***** THE DATA

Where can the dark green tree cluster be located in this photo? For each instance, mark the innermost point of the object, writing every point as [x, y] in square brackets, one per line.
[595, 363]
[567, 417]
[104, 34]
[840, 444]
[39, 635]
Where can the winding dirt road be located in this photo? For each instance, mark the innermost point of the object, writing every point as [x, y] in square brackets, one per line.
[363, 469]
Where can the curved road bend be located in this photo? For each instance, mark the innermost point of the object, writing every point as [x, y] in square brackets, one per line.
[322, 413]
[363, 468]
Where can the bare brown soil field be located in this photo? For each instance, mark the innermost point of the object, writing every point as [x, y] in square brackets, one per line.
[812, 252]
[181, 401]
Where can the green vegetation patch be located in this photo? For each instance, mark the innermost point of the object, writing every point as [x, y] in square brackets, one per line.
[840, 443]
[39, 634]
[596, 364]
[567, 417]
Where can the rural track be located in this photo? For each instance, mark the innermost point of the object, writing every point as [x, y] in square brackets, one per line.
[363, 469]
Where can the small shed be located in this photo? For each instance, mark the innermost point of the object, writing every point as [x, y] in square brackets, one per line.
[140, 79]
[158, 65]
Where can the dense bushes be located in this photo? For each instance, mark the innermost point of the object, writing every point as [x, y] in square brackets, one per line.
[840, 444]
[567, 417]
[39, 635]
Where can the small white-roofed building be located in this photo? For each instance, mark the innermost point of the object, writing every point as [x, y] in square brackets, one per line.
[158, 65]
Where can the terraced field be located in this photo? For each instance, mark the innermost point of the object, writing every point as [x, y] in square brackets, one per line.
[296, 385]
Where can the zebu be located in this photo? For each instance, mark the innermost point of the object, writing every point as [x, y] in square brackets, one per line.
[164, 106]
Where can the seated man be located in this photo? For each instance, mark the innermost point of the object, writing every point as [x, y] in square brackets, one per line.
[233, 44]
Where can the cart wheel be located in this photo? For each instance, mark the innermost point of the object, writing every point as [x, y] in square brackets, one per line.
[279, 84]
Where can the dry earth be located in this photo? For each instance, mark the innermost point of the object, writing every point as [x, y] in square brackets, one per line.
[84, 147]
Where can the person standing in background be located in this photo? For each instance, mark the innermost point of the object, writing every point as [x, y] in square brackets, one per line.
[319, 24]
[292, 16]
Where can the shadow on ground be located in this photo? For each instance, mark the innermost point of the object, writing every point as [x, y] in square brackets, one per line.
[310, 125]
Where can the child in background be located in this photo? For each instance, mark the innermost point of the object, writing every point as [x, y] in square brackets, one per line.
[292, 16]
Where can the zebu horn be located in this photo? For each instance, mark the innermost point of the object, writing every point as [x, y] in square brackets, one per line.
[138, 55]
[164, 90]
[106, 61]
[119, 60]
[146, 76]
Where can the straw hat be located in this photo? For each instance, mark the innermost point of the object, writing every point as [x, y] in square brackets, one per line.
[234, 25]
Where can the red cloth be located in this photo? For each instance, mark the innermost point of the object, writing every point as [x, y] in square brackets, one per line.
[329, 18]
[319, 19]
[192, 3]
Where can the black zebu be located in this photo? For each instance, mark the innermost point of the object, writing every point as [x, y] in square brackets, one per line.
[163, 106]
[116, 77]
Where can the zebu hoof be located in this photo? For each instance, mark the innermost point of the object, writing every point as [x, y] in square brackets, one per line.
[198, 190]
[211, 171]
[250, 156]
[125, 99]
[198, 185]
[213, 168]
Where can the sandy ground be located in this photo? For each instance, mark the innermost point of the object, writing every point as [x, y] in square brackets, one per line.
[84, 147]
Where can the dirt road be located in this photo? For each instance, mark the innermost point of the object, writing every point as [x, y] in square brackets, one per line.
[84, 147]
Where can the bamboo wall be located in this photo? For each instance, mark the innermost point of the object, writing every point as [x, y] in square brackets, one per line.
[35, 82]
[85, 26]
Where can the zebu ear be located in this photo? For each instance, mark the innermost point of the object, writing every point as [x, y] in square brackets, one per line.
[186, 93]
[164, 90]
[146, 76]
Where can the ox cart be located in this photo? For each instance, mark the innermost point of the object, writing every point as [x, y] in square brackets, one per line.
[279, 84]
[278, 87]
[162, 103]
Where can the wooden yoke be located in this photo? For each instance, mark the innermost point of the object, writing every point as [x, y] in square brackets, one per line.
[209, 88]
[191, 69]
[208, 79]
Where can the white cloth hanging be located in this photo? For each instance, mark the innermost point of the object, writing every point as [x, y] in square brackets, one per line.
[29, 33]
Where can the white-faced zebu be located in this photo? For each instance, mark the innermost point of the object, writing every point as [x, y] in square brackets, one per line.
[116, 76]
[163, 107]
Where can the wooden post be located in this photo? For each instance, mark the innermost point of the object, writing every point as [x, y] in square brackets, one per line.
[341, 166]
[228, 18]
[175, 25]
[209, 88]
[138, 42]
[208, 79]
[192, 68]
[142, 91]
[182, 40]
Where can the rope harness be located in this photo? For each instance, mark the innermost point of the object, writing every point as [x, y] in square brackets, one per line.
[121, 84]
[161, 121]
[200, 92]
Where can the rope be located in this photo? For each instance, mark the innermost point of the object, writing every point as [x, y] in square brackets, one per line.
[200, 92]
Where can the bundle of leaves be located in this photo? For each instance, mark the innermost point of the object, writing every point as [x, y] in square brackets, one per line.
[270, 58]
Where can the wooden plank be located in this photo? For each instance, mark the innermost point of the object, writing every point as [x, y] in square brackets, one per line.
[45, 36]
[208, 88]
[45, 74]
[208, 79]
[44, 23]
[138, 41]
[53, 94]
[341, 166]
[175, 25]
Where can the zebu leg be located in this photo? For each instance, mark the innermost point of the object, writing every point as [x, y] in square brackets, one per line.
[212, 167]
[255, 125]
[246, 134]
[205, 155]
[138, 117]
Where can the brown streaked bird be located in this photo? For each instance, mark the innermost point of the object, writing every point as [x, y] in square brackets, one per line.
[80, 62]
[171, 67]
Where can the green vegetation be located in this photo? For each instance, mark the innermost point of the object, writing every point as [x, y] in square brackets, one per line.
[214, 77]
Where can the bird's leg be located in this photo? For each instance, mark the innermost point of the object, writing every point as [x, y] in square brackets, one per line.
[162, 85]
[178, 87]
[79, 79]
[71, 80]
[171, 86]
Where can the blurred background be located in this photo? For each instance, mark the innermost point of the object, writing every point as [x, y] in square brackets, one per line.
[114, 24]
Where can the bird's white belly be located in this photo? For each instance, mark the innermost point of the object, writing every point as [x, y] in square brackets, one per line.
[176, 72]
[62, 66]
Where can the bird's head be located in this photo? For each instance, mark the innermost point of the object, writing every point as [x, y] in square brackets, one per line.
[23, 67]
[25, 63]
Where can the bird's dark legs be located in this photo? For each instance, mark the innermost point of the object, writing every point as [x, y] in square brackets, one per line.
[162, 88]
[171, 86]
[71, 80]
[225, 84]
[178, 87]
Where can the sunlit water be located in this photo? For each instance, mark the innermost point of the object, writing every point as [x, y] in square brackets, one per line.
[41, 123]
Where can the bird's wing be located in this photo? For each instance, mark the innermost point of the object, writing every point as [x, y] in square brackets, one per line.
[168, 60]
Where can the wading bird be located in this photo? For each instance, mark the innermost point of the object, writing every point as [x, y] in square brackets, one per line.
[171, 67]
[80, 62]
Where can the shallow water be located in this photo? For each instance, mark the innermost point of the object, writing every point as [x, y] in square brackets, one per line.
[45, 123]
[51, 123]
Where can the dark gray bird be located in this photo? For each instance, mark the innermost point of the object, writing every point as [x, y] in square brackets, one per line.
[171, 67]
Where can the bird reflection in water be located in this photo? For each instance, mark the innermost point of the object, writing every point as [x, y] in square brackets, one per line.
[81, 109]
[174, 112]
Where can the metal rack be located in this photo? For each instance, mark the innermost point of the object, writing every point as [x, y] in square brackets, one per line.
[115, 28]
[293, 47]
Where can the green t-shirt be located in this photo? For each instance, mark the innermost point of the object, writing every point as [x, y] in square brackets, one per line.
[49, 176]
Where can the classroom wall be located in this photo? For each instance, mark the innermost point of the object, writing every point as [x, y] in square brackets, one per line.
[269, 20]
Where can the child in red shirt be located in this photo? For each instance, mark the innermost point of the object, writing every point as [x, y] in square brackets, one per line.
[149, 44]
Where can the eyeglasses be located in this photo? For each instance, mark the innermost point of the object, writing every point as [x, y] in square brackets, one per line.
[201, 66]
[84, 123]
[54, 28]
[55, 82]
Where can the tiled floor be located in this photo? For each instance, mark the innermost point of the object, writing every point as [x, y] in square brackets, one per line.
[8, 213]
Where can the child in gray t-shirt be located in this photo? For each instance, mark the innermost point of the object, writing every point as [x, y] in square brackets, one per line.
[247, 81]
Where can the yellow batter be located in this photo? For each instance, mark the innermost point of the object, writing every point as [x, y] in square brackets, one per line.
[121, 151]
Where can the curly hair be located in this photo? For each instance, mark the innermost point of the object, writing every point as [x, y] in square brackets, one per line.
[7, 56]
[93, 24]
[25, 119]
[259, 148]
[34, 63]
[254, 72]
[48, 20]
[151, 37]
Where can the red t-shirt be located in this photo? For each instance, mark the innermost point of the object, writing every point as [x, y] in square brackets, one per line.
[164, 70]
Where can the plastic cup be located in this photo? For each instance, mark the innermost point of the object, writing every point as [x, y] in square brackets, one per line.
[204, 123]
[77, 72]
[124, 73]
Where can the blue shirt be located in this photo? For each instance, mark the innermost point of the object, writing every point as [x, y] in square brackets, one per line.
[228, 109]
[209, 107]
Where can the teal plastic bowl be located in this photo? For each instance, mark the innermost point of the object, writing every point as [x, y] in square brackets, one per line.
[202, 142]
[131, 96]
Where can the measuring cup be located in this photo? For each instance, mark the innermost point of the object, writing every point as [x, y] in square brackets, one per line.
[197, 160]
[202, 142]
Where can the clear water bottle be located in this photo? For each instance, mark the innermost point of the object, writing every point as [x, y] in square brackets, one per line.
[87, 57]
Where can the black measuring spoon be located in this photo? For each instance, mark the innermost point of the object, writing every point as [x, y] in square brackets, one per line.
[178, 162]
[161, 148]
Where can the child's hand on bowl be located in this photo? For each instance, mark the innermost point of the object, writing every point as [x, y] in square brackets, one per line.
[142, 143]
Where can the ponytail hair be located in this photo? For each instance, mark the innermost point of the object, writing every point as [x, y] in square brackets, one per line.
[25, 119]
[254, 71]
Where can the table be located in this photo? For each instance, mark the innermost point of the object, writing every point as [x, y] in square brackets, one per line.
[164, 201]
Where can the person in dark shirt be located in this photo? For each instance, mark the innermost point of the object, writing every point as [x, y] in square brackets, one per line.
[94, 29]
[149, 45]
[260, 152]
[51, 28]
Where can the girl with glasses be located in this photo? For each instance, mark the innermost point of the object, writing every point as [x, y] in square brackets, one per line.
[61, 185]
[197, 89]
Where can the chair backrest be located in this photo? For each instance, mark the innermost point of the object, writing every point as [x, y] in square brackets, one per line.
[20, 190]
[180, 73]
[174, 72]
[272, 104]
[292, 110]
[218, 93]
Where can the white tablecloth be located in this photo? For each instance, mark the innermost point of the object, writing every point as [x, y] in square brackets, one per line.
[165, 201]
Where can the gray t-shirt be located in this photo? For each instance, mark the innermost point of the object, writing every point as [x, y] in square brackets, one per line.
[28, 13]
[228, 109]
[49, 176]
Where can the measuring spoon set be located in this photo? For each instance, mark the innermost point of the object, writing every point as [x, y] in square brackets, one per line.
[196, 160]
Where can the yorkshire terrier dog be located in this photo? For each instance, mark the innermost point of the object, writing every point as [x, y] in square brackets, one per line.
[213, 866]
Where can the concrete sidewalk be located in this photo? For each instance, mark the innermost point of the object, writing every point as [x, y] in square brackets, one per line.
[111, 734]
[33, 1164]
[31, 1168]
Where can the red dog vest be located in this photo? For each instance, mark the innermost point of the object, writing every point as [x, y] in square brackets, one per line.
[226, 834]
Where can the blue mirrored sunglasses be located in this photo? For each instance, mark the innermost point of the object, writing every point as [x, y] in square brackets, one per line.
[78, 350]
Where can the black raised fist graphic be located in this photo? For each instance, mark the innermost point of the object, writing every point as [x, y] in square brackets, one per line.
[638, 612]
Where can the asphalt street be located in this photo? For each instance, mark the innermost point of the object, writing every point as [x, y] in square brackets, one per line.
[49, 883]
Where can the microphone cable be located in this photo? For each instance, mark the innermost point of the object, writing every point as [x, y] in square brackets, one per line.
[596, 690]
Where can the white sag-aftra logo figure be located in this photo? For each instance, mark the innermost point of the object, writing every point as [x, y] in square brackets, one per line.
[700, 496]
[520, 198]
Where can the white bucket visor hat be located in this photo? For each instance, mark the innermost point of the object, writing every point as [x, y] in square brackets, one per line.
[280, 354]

**********

WHAT IS REQUIRED
Write the lines out again exactly, beginning at the line that contains "Where can the black raised" and stopping only at the final line of the listing above.

EXERCISE ANSWER
Where can the black raised fist graphic be located in this photo? For each instance, mark the innermost point of the object, writing every point as [x, y] in square brackets, one per line.
[638, 612]
Where can the asphalt street be located in this photo? For each instance, mark the innermost point of the object, writing every point as [x, y] in square brackets, one per line.
[49, 883]
Where can the microphone cable be located in this photo? For each instance, mark the innermost point of the object, writing every point as [x, y] in square brackets, one per line.
[596, 690]
Where can the white sag-aftra logo figure be located in this photo? For each instance, mark the innermost point of the object, writing every point as [x, y] in square brackets, one per line.
[700, 496]
[520, 198]
Where can the white bucket visor hat be located in this photo? For each instance, mark the innermost point of the object, writing every point as [x, y] in square brackets, one per line.
[280, 354]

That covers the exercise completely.